SOURCE DOCUMENT below:

Saturday, January 2, 2010

NEW FORM OF MALARIA

New form of malaria threatens Thai-Cambodia border

By MARGIE MASON and MARTHA MENDOZA - Associated Press Writers



PAILIN, Cambodia -- O'treng village doesn't look like the epicenter of anything.
Just off a muddy rutted-out road, it is nothing more than a handful of Khmer-style bamboo huts perched crookedly on stilts, tucked among a tangle of cornfields once littered with deadly land mines.
Yet this spot on the Thai-Cambodian border is home to a form of malaria that keeps rendering one powerful drug after another useless. This time, scientists have confirmed the first signs of resistance to the only affordable treatment left in the global medicine cabinet for malaria: Artemisinin.
If this drug stops working, there's no good replacement to combat a disease that kills 1 million annually. As a result, earlier this year international medical leaders declared resistant malaria here a health emergency.

End of SOURCE DOCUMENT.

- INSTRUCTIONS
a) Sum up the malaria article in two sentences.
b) Resume the malaria article after its last sentence.
The lines after this come from a separate source and have nothing to do with the malaria article.

ENTRIES SHOWN below:

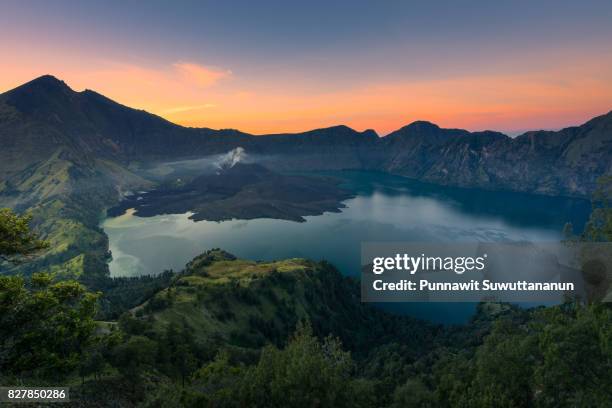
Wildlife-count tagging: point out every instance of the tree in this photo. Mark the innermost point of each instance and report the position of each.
(306, 373)
(599, 226)
(44, 325)
(16, 239)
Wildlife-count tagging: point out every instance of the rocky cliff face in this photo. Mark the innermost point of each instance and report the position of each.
(566, 162)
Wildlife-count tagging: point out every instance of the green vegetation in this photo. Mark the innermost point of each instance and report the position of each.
(227, 332)
(16, 239)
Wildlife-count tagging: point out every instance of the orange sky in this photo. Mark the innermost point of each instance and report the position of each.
(483, 80)
(196, 95)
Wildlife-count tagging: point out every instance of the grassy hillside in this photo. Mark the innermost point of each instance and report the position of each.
(247, 304)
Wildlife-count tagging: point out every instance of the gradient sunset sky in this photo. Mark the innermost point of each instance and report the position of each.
(282, 66)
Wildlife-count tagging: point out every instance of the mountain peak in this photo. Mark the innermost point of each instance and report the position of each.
(421, 125)
(45, 93)
(48, 82)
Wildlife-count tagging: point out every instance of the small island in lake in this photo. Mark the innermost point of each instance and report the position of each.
(240, 191)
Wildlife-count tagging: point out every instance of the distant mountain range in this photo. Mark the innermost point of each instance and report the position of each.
(44, 121)
(67, 156)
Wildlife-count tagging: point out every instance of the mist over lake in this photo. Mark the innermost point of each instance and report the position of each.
(386, 208)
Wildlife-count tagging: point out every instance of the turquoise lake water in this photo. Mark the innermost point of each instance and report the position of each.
(386, 208)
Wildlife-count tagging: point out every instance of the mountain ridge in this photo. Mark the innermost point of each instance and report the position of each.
(45, 114)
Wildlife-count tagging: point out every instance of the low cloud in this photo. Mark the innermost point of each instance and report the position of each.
(180, 109)
(200, 75)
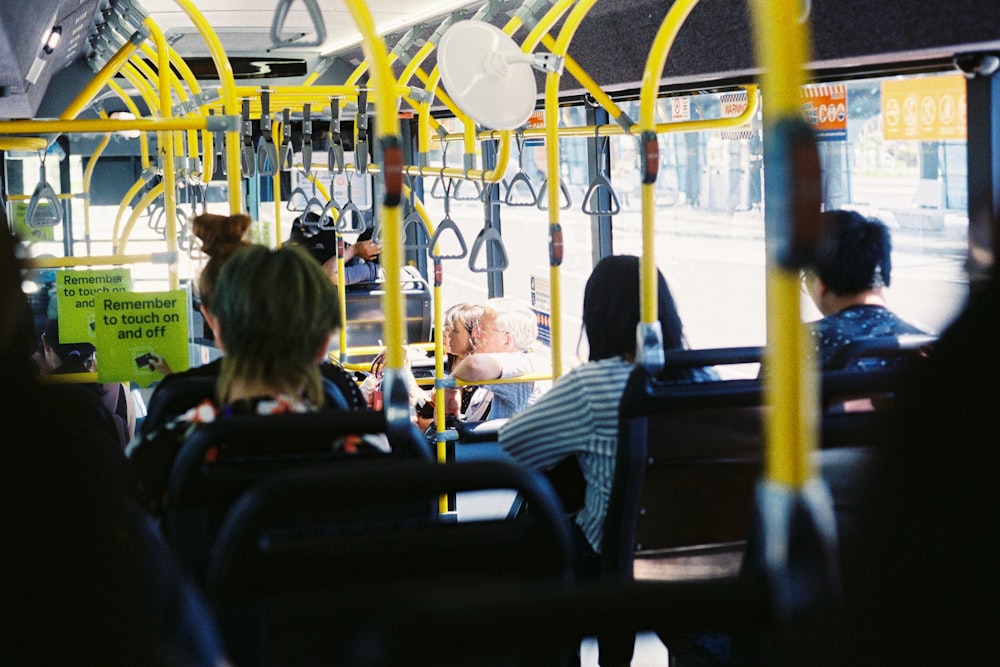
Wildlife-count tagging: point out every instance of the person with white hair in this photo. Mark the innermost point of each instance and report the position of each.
(503, 338)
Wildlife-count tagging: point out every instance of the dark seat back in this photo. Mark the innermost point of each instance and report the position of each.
(176, 396)
(705, 444)
(306, 554)
(222, 459)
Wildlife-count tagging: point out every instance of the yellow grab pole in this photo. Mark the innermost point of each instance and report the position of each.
(134, 110)
(387, 125)
(85, 96)
(649, 155)
(167, 149)
(782, 48)
(116, 242)
(145, 201)
(231, 103)
(560, 48)
(23, 144)
(88, 175)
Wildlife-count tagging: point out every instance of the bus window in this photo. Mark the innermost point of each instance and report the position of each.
(710, 226)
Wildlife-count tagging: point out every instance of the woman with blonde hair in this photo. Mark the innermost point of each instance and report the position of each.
(274, 312)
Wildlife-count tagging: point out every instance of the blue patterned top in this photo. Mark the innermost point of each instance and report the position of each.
(857, 322)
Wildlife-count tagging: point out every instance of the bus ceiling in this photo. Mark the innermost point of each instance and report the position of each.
(53, 41)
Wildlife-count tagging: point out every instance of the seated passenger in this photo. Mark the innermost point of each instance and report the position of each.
(459, 325)
(853, 265)
(222, 236)
(579, 416)
(275, 312)
(924, 557)
(86, 580)
(360, 261)
(504, 335)
(360, 258)
(65, 357)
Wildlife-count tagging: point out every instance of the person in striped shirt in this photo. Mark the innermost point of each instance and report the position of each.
(578, 417)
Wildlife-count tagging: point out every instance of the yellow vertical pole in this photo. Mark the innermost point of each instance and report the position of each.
(167, 151)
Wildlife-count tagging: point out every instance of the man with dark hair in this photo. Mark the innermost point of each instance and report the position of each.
(360, 258)
(853, 265)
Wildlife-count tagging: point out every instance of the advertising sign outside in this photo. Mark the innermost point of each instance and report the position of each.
(540, 306)
(825, 107)
(929, 108)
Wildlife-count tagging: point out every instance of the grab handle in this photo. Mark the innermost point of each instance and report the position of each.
(328, 219)
(543, 202)
(50, 213)
(597, 186)
(448, 225)
(414, 220)
(351, 220)
(513, 199)
(488, 236)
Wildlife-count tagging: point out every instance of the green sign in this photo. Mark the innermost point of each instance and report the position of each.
(21, 228)
(76, 292)
(134, 330)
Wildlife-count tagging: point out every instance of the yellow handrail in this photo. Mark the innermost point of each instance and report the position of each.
(675, 17)
(134, 110)
(167, 150)
(85, 96)
(782, 48)
(560, 48)
(231, 103)
(95, 260)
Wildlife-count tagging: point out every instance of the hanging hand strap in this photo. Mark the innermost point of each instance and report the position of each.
(286, 159)
(247, 153)
(488, 236)
(267, 152)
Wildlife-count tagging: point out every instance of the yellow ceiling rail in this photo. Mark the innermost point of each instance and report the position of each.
(99, 126)
(94, 86)
(23, 143)
(134, 110)
(97, 260)
(141, 206)
(126, 200)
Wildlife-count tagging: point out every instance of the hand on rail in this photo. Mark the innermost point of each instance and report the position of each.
(367, 250)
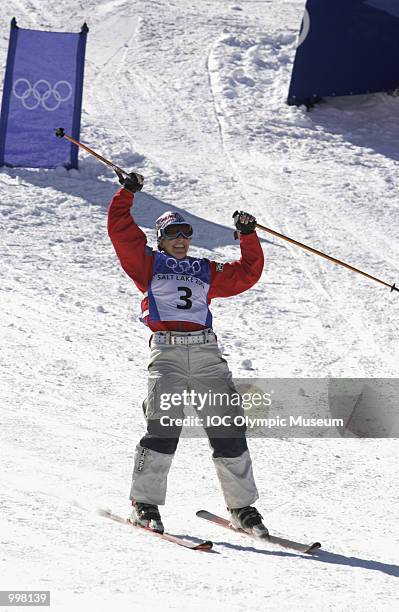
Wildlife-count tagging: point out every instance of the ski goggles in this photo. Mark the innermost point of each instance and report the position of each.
(170, 232)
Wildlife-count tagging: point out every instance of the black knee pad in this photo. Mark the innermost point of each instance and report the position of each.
(160, 440)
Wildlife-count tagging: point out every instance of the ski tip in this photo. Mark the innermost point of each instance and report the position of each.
(313, 548)
(205, 545)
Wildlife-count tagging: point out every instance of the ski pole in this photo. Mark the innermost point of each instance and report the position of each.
(333, 259)
(60, 133)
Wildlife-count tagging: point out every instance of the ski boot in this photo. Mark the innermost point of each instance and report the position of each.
(248, 519)
(146, 515)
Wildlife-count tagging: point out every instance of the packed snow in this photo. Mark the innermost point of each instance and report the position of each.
(192, 95)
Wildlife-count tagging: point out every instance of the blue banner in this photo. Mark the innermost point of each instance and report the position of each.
(42, 90)
(346, 47)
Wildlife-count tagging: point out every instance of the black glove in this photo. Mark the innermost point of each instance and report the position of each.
(244, 222)
(132, 182)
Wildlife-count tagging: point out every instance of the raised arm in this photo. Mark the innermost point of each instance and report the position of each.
(238, 276)
(130, 242)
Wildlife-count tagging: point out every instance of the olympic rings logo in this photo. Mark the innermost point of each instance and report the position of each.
(42, 93)
(183, 266)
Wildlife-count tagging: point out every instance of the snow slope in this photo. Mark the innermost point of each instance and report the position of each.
(192, 94)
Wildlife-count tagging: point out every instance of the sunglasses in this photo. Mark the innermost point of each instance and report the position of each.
(174, 231)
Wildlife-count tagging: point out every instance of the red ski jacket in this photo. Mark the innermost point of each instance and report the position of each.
(136, 259)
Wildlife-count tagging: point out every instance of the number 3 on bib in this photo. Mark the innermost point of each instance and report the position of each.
(185, 297)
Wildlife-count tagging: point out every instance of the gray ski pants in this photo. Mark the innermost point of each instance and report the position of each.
(175, 368)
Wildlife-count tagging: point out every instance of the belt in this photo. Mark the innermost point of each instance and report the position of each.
(181, 338)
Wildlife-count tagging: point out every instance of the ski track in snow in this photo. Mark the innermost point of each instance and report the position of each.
(192, 95)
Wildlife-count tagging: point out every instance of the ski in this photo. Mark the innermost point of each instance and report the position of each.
(204, 545)
(218, 520)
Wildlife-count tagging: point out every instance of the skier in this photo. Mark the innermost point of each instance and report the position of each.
(177, 290)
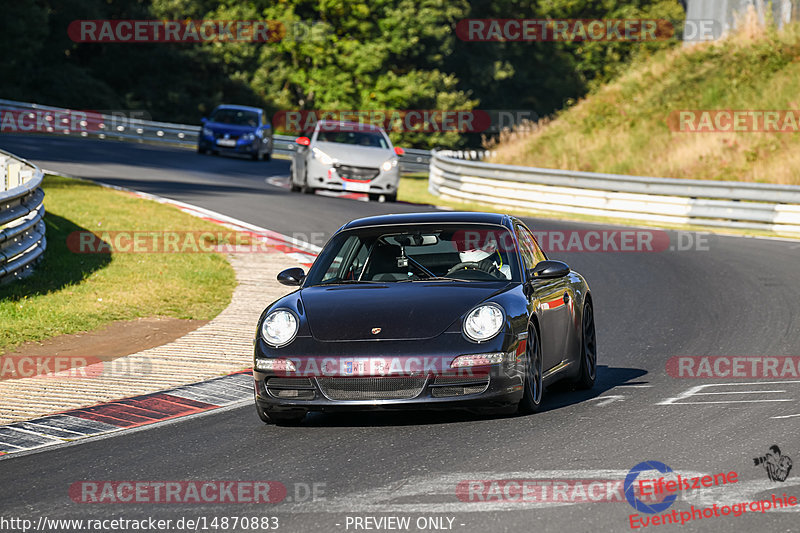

End of ENTRIES SHOWN.

- ANSWERS FOR THE TASKS
a) A form of malaria found in O'treng village on the Thai-Cambodian border keeps making powerful drugs useless, and scientists have confirmed the first signs of resistance to artemisinin, the only affordable treatment left. Because there is no good replacement for a disease that kills 1 million people a year, international medical leaders declared resistant malaria there a health emergency.

b)
"This is not business as usual. It's something really special and it needs a real concerted effort," said Dr. Nick White, a malaria expert at Mahidol University in Bangkok who has spent decades trying to eradicate the disease from Southeast Asia. "We know that children have been dying in Africa - millions of children have died over the past three decades - and a lot of those deaths have been attributed to drug resistance. And we know that the drug resistance came from the same place."
Malaria is just one of the leading killer infectious diseases battling back in a new and more deadly form, the AP found in a six-month look at the soaring rates of drug resistance worldwide. After decades of the overuse and misuse of antibiotics, diseases like malaria, tuberculosis and staph have started to mutate. The result: The drugs are slowly dying.
Already, The Associated Press found, resistance to malaria has spread faster and wider than previously documented. Dr. White said virtually every case of malaria he sees in western Cambodia is now resistant to drugs. And in the Pailin area, patients given artemisinin take twice as long as those elsewhere to be clear of the parasite - 84 hours instead of the typical 48, and sometimes even 96.
Mosquitoes spread this resistant malaria quickly from shack to shack, village to village - and eventually, country to country.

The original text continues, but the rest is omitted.